- Exercise description -
Report every line of the records that contains the word "image".

- Records -
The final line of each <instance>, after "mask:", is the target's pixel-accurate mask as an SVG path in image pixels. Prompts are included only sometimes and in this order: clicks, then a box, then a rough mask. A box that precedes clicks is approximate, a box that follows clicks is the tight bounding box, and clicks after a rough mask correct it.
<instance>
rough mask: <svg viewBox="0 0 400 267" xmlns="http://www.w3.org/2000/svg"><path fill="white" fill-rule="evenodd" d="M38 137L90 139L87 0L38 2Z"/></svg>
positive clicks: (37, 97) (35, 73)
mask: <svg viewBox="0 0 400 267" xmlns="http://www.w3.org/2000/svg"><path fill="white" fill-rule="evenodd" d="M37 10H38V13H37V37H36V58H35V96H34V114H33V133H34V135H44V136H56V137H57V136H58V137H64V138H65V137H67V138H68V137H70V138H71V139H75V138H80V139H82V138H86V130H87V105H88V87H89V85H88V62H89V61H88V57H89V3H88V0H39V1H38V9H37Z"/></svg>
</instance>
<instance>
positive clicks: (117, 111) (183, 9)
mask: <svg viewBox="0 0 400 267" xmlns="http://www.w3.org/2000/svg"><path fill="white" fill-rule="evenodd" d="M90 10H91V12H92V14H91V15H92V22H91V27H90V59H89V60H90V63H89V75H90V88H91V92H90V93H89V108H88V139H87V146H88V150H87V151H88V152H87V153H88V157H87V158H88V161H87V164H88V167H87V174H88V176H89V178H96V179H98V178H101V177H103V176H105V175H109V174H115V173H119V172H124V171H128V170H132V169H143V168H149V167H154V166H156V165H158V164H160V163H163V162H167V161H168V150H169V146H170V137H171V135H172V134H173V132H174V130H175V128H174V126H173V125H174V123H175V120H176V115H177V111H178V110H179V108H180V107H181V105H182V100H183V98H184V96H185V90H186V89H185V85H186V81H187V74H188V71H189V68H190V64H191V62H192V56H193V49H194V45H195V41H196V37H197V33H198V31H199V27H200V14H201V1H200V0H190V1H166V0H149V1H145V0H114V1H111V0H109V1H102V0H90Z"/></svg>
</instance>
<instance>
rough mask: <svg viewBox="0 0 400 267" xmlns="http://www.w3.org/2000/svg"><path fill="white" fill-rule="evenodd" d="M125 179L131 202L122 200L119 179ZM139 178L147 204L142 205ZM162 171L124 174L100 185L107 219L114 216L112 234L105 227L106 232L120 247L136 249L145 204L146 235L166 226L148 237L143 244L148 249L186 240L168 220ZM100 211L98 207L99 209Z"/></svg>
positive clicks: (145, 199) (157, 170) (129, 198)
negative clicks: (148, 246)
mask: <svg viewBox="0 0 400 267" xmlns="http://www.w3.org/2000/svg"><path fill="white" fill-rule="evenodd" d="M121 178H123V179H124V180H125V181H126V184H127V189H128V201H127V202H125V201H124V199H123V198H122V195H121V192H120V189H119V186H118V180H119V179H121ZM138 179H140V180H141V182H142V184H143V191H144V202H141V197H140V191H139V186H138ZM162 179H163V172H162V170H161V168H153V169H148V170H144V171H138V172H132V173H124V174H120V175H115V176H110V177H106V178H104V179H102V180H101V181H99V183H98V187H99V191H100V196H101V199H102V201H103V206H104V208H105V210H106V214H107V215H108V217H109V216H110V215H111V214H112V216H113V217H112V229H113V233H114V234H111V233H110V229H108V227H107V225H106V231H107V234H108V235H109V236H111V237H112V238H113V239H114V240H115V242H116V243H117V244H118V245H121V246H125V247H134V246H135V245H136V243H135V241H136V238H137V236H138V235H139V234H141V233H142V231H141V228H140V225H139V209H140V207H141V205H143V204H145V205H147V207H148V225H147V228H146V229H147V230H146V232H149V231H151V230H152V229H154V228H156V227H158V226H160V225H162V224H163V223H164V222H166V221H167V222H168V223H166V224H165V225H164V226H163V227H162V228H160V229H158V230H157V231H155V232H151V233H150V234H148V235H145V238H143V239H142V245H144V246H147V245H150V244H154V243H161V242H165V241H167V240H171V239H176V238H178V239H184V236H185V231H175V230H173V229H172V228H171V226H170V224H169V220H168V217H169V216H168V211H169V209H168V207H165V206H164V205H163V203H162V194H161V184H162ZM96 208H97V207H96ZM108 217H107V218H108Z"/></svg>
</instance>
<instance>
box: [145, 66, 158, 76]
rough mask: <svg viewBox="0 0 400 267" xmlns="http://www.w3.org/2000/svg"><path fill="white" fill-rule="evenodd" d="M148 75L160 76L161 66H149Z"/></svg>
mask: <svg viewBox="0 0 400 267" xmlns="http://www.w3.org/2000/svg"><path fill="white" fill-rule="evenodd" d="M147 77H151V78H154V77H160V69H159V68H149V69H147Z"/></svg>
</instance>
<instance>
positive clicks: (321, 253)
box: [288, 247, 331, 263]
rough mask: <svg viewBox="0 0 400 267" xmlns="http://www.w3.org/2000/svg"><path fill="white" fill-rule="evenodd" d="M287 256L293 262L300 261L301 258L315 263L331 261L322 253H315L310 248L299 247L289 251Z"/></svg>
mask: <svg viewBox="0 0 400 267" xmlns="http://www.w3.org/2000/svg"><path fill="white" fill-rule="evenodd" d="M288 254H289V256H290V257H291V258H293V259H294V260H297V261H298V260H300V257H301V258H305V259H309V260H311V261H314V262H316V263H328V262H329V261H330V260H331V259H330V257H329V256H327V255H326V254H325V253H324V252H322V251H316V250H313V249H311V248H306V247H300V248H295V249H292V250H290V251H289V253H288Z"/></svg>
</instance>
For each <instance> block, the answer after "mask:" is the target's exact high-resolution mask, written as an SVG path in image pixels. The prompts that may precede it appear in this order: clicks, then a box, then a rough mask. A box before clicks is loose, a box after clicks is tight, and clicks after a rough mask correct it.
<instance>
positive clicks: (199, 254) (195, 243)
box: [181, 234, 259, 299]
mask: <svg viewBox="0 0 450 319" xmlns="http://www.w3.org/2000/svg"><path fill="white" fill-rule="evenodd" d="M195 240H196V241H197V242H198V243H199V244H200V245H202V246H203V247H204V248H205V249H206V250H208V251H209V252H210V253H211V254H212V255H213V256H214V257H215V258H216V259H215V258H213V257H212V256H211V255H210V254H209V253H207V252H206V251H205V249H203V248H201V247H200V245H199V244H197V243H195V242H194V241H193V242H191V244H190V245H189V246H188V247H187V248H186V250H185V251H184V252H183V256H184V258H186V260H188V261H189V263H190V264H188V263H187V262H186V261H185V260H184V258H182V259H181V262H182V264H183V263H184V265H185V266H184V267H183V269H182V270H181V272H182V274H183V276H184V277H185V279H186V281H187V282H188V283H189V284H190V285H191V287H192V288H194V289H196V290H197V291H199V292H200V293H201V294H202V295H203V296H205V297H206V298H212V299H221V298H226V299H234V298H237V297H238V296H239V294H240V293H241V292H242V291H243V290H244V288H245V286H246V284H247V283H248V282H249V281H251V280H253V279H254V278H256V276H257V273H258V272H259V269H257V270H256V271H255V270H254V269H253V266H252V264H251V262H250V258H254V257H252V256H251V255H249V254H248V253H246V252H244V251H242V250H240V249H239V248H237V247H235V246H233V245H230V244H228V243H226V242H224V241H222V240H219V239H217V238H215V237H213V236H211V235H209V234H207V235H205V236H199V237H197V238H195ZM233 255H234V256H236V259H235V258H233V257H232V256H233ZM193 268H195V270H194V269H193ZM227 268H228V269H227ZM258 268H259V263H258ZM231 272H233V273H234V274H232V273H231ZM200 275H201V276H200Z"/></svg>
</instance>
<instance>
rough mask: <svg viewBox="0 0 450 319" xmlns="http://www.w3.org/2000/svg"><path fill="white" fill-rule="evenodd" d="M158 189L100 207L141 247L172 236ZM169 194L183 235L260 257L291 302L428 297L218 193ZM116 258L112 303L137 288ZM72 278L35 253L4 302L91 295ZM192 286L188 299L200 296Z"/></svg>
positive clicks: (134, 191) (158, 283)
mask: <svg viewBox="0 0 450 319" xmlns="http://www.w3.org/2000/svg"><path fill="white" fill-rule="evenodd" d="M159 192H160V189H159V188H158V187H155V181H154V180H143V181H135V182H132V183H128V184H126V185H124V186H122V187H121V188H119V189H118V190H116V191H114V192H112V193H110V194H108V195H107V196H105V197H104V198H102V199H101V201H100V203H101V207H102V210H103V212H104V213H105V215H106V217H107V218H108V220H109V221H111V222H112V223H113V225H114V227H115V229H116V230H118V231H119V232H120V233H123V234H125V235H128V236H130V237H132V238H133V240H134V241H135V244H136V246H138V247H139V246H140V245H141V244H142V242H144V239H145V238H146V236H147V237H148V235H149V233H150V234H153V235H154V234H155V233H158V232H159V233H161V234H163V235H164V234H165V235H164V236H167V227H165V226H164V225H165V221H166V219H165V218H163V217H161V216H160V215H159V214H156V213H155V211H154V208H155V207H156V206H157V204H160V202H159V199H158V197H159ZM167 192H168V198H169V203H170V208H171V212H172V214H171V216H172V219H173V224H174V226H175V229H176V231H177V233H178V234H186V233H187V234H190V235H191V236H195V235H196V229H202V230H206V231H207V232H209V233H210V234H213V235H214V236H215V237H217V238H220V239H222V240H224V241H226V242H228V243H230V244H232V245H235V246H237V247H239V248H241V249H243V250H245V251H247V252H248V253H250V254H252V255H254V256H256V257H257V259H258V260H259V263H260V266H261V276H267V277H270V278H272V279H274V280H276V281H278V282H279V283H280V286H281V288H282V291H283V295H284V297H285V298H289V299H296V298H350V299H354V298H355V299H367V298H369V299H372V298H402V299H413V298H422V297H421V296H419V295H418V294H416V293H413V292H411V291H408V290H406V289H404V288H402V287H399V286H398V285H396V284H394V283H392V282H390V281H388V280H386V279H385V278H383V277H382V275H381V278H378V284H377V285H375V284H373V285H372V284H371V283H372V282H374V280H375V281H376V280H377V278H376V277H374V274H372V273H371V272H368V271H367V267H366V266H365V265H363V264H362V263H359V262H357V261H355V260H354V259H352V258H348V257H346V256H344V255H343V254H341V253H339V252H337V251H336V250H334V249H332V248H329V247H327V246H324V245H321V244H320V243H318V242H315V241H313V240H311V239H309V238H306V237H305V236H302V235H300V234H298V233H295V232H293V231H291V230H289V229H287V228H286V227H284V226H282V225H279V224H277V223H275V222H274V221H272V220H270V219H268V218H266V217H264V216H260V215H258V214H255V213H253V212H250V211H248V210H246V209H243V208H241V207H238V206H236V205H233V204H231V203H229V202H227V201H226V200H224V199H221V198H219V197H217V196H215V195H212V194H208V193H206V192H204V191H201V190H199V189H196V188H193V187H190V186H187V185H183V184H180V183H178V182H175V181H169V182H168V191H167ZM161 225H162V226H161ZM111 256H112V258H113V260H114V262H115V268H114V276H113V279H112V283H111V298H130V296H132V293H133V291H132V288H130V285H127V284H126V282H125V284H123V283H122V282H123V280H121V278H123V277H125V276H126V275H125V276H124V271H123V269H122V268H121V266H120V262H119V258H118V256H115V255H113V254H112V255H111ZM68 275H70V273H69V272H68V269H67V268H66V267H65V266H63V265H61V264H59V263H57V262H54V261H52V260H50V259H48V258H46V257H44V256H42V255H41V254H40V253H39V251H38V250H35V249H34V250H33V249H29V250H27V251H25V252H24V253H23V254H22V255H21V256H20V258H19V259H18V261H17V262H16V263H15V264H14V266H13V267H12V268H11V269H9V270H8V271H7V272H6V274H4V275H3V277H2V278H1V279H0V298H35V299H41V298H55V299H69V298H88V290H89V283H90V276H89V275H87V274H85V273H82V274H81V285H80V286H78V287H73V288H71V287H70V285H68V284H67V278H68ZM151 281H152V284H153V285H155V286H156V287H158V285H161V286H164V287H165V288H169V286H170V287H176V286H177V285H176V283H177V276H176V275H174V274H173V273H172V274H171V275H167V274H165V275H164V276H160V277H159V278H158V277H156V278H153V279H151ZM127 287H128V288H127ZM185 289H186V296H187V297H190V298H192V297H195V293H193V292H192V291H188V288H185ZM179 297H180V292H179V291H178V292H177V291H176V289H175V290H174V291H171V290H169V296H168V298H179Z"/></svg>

* * *

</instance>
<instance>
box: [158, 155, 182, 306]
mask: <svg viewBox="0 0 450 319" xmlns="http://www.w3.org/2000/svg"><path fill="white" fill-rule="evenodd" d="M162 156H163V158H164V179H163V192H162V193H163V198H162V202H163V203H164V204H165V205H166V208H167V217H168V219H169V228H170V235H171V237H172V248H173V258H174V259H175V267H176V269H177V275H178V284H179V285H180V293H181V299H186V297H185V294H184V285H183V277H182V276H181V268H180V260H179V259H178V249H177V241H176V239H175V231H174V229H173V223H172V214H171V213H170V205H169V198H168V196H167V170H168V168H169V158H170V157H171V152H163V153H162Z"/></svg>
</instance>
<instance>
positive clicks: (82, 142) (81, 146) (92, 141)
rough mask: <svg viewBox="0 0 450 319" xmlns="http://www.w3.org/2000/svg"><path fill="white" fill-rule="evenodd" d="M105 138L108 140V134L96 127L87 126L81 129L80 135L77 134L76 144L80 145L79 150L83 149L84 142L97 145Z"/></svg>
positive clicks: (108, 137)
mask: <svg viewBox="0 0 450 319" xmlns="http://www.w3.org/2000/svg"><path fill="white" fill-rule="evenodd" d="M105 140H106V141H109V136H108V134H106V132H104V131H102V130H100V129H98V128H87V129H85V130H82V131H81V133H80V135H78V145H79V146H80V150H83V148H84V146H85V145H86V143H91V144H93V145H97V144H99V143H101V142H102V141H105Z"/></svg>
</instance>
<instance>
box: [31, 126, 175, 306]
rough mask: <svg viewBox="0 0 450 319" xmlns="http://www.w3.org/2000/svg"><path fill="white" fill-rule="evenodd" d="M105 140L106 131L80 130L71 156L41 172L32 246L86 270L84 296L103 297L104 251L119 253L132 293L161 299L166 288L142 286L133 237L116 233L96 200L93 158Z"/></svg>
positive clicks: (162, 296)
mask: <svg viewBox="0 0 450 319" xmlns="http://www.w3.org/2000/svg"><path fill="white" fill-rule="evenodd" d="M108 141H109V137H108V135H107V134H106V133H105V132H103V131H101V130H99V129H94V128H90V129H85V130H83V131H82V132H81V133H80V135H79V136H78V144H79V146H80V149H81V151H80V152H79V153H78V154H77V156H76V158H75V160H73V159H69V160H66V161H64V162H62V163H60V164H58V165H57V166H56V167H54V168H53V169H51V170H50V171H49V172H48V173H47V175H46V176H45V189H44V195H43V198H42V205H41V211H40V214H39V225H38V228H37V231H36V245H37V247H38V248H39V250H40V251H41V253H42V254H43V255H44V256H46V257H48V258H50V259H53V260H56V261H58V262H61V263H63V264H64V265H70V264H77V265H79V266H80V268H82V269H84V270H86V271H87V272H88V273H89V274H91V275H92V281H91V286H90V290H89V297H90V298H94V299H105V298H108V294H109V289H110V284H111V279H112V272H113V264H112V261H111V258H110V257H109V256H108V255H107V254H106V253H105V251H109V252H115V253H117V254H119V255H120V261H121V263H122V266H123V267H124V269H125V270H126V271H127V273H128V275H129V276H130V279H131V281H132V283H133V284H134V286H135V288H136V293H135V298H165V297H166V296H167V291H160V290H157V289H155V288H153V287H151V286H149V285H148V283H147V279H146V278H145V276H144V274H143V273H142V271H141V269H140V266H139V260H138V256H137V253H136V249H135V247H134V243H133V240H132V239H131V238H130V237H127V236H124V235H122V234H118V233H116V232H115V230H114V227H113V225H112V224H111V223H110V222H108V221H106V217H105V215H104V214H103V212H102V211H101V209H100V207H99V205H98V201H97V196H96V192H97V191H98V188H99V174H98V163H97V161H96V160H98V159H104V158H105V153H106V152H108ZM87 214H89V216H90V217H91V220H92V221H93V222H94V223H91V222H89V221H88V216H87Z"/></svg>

* * *

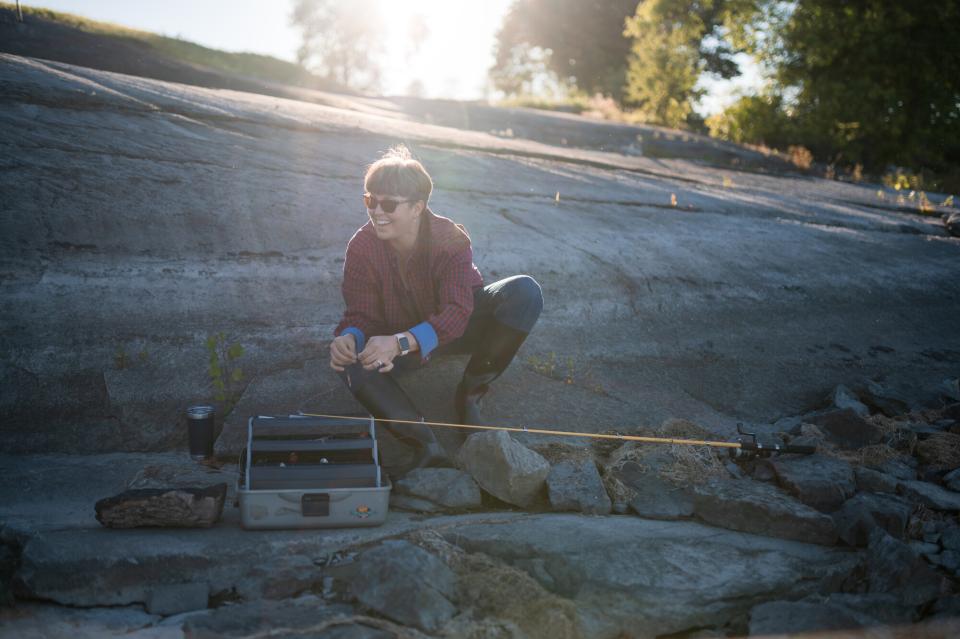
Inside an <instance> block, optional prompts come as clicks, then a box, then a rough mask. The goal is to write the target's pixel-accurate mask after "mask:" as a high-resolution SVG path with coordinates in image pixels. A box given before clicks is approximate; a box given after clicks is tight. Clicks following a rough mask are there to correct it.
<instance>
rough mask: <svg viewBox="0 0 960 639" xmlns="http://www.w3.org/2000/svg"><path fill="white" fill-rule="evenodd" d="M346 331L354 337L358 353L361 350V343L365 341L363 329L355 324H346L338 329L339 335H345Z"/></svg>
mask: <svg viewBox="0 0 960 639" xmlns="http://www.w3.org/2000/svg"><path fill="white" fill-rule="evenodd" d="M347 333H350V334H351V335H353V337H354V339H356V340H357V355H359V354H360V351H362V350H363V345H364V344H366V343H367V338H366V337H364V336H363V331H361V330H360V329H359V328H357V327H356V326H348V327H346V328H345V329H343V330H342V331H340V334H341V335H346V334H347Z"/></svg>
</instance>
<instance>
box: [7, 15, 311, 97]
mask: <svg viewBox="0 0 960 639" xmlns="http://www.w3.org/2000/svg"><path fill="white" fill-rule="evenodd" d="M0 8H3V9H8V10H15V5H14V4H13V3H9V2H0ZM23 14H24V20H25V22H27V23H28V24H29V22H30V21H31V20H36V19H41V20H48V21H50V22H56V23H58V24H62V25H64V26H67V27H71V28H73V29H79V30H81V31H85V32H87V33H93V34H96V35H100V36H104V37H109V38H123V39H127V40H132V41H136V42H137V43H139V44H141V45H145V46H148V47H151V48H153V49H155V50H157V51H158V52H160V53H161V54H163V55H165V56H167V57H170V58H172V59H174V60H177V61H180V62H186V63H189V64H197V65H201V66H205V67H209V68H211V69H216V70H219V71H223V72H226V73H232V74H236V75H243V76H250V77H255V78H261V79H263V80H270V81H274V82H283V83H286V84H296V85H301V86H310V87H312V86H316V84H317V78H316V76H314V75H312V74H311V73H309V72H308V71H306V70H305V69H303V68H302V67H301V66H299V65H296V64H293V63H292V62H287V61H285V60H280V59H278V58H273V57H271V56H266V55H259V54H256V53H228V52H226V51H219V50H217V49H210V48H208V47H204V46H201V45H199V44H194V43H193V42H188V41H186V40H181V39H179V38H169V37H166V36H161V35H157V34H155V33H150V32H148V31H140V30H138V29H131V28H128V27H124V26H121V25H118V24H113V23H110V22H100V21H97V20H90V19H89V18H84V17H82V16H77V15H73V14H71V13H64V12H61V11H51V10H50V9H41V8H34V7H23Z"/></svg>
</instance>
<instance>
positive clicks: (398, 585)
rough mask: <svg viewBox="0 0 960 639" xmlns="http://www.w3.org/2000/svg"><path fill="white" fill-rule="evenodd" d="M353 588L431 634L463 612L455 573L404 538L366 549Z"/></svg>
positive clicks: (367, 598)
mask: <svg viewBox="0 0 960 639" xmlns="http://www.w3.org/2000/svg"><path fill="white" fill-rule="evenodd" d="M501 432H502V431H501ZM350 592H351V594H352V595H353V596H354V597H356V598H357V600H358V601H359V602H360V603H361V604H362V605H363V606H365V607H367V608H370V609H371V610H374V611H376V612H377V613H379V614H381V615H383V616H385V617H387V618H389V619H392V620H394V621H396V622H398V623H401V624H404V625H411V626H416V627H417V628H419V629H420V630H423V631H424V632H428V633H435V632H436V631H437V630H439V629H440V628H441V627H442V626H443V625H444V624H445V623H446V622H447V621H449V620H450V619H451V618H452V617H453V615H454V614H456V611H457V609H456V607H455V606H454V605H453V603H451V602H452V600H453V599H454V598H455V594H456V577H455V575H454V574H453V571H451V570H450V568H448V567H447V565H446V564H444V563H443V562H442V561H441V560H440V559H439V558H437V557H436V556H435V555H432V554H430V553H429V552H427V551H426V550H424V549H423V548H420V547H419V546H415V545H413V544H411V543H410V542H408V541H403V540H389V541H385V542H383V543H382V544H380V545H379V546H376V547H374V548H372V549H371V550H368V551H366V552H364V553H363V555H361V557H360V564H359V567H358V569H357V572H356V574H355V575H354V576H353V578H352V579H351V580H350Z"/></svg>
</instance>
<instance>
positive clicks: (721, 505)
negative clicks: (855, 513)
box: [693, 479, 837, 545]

- Task result -
The final line of each <instance>, after "mask:", is the target's pixel-accurate mask as an SVG path in image pixels. Prompts are included only sometimes and in this order: clicks, then a box, then a rough mask. A box that precedes clicks is approximate, a box that follows clicks is the tight bounding box, and clicks after a rough mask correct it.
For each <instance> block, the answer after "mask:" is the target's exact high-resolution mask, written as an SVG path in image pixels. The prompts that may precede it appear in this order: clicks, then a box, then a rough mask. A box before clicks is loose, a box after clicks is tight, and clicks after a rough mask correct it.
Inside an <instance> block, optional prompts come as clicks, then a box, then a rough mask. The goal is to write the target's pixel-accurate mask after "mask:" as a high-resolution SVG path with coordinates in image pixels. A box given before clicks is approximate; a box given after clicks is tight. Clicks following a rough mask are there to correct it.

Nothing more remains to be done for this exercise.